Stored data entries
.....

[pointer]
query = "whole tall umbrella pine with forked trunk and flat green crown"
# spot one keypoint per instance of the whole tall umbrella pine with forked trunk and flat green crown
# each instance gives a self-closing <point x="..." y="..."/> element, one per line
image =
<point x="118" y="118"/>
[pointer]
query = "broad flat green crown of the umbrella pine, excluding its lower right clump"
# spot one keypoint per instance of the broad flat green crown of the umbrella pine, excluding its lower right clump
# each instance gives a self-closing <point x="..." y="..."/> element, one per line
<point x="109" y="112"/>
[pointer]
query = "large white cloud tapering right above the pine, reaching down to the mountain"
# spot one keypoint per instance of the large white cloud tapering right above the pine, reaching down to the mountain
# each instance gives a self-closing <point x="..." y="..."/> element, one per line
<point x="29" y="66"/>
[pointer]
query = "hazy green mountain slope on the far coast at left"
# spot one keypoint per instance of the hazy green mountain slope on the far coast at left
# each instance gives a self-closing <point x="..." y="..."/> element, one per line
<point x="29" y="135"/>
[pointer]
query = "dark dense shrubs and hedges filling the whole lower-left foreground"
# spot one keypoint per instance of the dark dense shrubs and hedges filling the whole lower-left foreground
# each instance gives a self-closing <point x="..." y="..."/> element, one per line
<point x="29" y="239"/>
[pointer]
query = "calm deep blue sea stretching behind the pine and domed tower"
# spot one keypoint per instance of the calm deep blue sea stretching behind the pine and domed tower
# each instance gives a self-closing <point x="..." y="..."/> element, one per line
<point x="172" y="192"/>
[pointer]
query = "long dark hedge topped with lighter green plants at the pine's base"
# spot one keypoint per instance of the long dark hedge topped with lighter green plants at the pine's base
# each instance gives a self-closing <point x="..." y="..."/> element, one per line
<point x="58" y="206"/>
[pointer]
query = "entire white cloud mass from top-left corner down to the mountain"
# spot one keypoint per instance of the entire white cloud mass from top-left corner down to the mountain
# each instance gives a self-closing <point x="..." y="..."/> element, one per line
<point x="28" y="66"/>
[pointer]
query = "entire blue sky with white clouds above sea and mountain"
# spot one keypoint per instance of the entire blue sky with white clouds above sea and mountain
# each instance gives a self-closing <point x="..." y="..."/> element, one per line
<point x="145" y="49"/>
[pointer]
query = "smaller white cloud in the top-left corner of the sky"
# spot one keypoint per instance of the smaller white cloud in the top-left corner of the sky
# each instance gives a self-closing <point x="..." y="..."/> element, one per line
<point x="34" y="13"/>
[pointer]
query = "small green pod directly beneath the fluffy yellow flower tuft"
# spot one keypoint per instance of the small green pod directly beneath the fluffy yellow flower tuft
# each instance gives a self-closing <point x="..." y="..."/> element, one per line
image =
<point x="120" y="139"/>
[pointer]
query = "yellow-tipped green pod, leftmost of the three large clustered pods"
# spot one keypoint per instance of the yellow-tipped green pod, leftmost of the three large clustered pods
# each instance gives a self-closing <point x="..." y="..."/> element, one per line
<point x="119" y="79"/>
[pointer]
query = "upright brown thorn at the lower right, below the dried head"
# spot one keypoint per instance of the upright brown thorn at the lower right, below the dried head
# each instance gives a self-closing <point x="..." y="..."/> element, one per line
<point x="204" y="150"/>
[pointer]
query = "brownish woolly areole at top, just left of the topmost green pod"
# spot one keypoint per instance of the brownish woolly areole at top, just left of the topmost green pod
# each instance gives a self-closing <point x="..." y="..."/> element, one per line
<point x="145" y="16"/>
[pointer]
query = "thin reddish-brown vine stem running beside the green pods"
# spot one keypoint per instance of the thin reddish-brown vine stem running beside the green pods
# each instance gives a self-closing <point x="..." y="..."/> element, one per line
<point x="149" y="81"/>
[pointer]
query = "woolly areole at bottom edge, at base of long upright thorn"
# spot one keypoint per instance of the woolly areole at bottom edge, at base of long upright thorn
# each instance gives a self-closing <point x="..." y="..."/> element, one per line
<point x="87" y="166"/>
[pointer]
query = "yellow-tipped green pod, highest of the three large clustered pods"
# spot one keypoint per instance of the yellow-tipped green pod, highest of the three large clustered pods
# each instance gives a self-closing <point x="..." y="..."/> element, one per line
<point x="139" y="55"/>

.....

§ **EXERCISE GOAL**
Set down the data once more, exactly as shown above.

§ **ANSWER TO THIS EXERCISE**
[pointer]
query = "whole tall umbrella pine with forked trunk and flat green crown"
# spot one keypoint per instance of the whole tall umbrella pine with forked trunk and flat green crown
# each instance gives a self-closing <point x="..." y="..."/> element, one per line
image =
<point x="118" y="118"/>
[pointer]
query = "broad flat green crown of the umbrella pine, excluding its lower right clump"
# spot one keypoint per instance of the broad flat green crown of the umbrella pine, excluding its lower right clump
# each instance gives a self-closing <point x="..." y="..."/> element, one per line
<point x="109" y="112"/>
[pointer]
query = "large white cloud tapering right above the pine, reaching down to the mountain"
# spot one keypoint per instance of the large white cloud tapering right above the pine, reaching down to the mountain
# each instance gives a self-closing <point x="..." y="..."/> element, one per line
<point x="29" y="66"/>
[pointer]
query = "hazy green mountain slope on the far coast at left"
# spot one keypoint per instance of the hazy green mountain slope on the far coast at left
# each instance gives a self-closing <point x="..." y="..."/> element, one per line
<point x="29" y="135"/>
[pointer]
query = "dark dense shrubs and hedges filling the whole lower-left foreground"
# spot one keypoint per instance of the dark dense shrubs and hedges filling the whole lower-left foreground
# each instance gives a self-closing <point x="..." y="..."/> element, one per line
<point x="29" y="239"/>
[pointer]
query = "calm deep blue sea stretching behind the pine and domed tower"
# spot one keypoint per instance of the calm deep blue sea stretching behind the pine and domed tower
# each instance gives a self-closing <point x="..." y="..."/> element, one per line
<point x="172" y="192"/>
[pointer]
query = "long dark hedge topped with lighter green plants at the pine's base"
# spot one keypoint per instance of the long dark hedge topped with lighter green plants at the pine's base
# each instance gives a self-closing <point x="..." y="..."/> element, one per line
<point x="58" y="206"/>
[pointer]
query = "entire white cloud mass from top-left corner down to the mountain"
# spot one keypoint per instance of the entire white cloud mass from top-left corner down to the mountain
# each instance gives a self-closing <point x="..." y="..."/> element, one per line
<point x="28" y="66"/>
[pointer]
query = "entire blue sky with white clouds above sea and mountain"
# spot one keypoint per instance of the entire blue sky with white clouds above sea and mountain
# each instance gives a self-closing <point x="..." y="..."/> element, one per line
<point x="145" y="49"/>
[pointer]
query = "smaller white cloud in the top-left corner of the sky"
# spot one keypoint per instance of the smaller white cloud in the top-left corner of the sky
# each instance gives a self-closing <point x="..." y="..."/> element, one per line
<point x="34" y="13"/>
[pointer]
query = "small green pod directly beneath the fluffy yellow flower tuft"
# spot one keypoint per instance of the small green pod directly beneath the fluffy yellow flower tuft
# each instance gives a self-closing <point x="..." y="..."/> element, one per line
image =
<point x="120" y="139"/>
[pointer]
query = "yellow-tipped green pod, leftmost of the three large clustered pods"
# spot one keypoint per instance of the yellow-tipped green pod, leftmost of the three large clustered pods
# each instance gives a self-closing <point x="..." y="..."/> element, one per line
<point x="119" y="79"/>
[pointer]
query = "upright brown thorn at the lower right, below the dried head"
# spot one keypoint per instance of the upright brown thorn at the lower right, below the dried head
# each instance gives a self-closing <point x="..." y="..."/> element, one per line
<point x="204" y="150"/>
[pointer]
query = "brownish woolly areole at top, just left of the topmost green pod"
# spot one keypoint per instance of the brownish woolly areole at top, just left of the topmost green pod
# each instance gives a self-closing <point x="..." y="..."/> element, one per line
<point x="145" y="16"/>
[pointer]
query = "thin reddish-brown vine stem running beside the green pods"
# spot one keypoint per instance of the thin reddish-brown vine stem running beside the green pods
# each instance gives a self-closing <point x="..." y="..."/> element, one per line
<point x="149" y="81"/>
[pointer]
query = "woolly areole at bottom edge, at base of long upright thorn"
# spot one keypoint per instance of the woolly areole at bottom edge, at base of long upright thorn
# each instance gives a self-closing <point x="..." y="..."/> element, one per line
<point x="87" y="166"/>
[pointer]
query = "yellow-tipped green pod, highest of the three large clustered pods"
# spot one keypoint per instance of the yellow-tipped green pod, highest of the three large clustered pods
# each instance gives a self-closing <point x="..." y="..."/> element, one per line
<point x="139" y="55"/>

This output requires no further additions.